◆ Given passage:

——————

UNITED STATES DISTRICT COURT EASTERN DISTRICT OF NEW YORK


March 22, 2007

MARTAL COSMETICS, LTD., PLAINTIFF,
v.
INTERNATIONAL BEAUTY EXCHANGE INC., JACOB AINI, RACHEL AINI, A/K/A GINA AINI A/K/A RAQUEL AINI, SYMCHA HOROWITZ, HARRY AINI, JOHN DOES 1-10, BEING PERSONS OR ENTITIES PARTICIPATING IN THE COUNTERFEITING OF THE SUBJECT PRODUCT, K.A.K. GROUP, INC. A/K/A INTERNATIONAL BEAUTY EXCHANGE INC., I.C.E. MARKETING, CORP. A/K/A I.C.E. INTERNATIONAL COSMETICS EXCHANGE MARKETING, HOMEBOYS DISCOUNT, INC., HOMEBOYS INTERNATIONAL, INC., AND I.B.E. COSMETICS, INC., DEFENDANTS.

The opinion of the court was delivered by: Feuerstein, J.

OPINION & ORDER

Before the Court are objections by (1) defendants I.C.E. Marketing, Corp. a/k/a I.C.E. International Cosmetics Exchange Marketing, Michael Aini, Jacob Aini, Harry Aini, K.A.K. Group, Inc. a/k/a International Beauty Exchange Inc., I.B.E. Cosmetics, Inc., Homeboys Discount, Inc. and Homeboys International, Inc. (collectively, the "New York Defendants); (2) defendants Symcha Horowitz and International Beauty Exchange, Inc. (collectively, the "Florida Defendants"); and (3) plaintiff Martal Cosmetics, Ltd. (Martal), to a Report and Recommendation and Order of United States Magistrate Judge James Orenstein dated September 22, 2006*fn1 recommending, inter alia, that Martal's motion for summary judgment be granted in part and denied in part, that the New York Defendants' and Florida Defendants' cross motions for summary judgment be denied, and that various non-dispositive motions by the New York Defendants and Florida Defendants be denied. For the reasons stated herein, the Report and Recommendation and Order is modified to the extent set forth herein, and the Report and Recommendation and Order is otherwise accepted and affirmed in its entirety.

——————

(Stored data)
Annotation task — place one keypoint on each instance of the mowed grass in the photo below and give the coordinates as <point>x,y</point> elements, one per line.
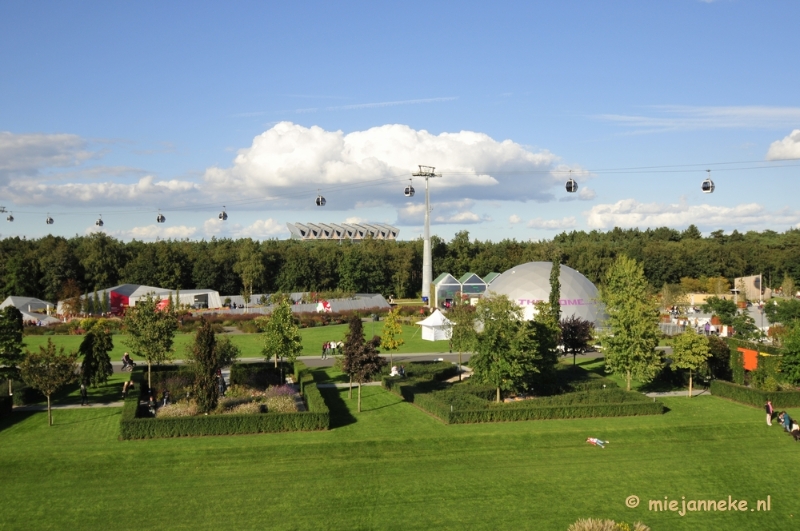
<point>394,467</point>
<point>251,344</point>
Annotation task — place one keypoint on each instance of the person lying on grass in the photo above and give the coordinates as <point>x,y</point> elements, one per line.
<point>597,442</point>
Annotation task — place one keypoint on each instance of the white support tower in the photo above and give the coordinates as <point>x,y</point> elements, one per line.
<point>427,172</point>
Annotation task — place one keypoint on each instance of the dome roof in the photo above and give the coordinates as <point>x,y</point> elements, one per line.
<point>528,284</point>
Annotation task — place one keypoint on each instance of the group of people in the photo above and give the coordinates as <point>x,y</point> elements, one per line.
<point>331,348</point>
<point>789,425</point>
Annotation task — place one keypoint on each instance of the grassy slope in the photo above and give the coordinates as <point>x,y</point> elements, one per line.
<point>251,344</point>
<point>394,467</point>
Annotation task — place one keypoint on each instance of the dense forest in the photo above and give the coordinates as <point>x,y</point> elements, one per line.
<point>41,268</point>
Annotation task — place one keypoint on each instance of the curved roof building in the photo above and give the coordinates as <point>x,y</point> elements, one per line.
<point>528,284</point>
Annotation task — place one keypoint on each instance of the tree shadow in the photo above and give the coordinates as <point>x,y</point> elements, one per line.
<point>340,413</point>
<point>101,415</point>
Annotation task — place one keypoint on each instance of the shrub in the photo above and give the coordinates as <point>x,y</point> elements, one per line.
<point>281,404</point>
<point>6,406</point>
<point>246,408</point>
<point>754,397</point>
<point>178,409</point>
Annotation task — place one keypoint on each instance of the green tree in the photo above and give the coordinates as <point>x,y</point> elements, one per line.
<point>151,332</point>
<point>498,359</point>
<point>360,358</point>
<point>48,371</point>
<point>96,365</point>
<point>10,344</point>
<point>576,335</point>
<point>555,289</point>
<point>632,323</point>
<point>280,333</point>
<point>204,356</point>
<point>690,351</point>
<point>790,363</point>
<point>783,311</point>
<point>462,330</point>
<point>722,308</point>
<point>390,335</point>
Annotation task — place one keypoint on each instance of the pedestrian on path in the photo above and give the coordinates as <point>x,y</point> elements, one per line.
<point>84,395</point>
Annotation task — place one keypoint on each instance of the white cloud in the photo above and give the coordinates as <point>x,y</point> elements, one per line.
<point>682,118</point>
<point>152,232</point>
<point>146,190</point>
<point>259,229</point>
<point>26,155</point>
<point>289,162</point>
<point>442,213</point>
<point>629,213</point>
<point>788,148</point>
<point>552,224</point>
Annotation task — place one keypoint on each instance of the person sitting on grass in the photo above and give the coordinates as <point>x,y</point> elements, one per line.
<point>787,422</point>
<point>597,442</point>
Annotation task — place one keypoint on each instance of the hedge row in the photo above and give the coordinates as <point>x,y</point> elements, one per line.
<point>316,418</point>
<point>754,397</point>
<point>555,412</point>
<point>6,405</point>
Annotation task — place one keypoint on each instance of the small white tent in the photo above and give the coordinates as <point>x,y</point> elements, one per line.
<point>436,327</point>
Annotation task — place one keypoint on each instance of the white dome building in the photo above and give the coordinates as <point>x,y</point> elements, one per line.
<point>528,284</point>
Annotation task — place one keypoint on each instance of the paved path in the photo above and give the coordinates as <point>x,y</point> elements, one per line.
<point>68,406</point>
<point>685,392</point>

——————

◆ Written problem 1:
In the court opinion, which magistrate judge issued the Report and Recommendation and Order?
◆ Written problem 2:
Write the next part of the court opinion on the Martal Cosmetics case, picking up after its final sentence.
This data has no connection to the court opinion.

◆ Final answer 1:
James Orenstein

◆ Final answer 2:
I. Report and Recommendation Regarding Dispositive Motions

A. Standard of Review

Rule 72 of the Federal Rules of Civil Procedure permits magistrate judges to conduct proceedings on dispositive pretrial matters without the consent of the parties. Fed.R.Civ.P. 72(b). Any portion of a report and recommendation on dispositive matters, to which a timely objection has been made, is reviewed de novo. 28 U.S.C. § 636(b)(1); Fed.R.Civ.P. 72(b). The court, however, is not required to review the factual findings or legal conclusions of the magistrate judge as to which no proper objections are interposed. See, Thomas v. Arn, 474 U.S. 140, 150, 106 S.Ct. 466, 88 L.Ed.2d 435 (1985). Whether or not proper objections have been filed, the district judge may, after review, accept, reject, or modify any of the magistrate judge's findings or recommendations. 28 U.S.C. § 636(b)(1); Fed.R.Civ.P. 72(b).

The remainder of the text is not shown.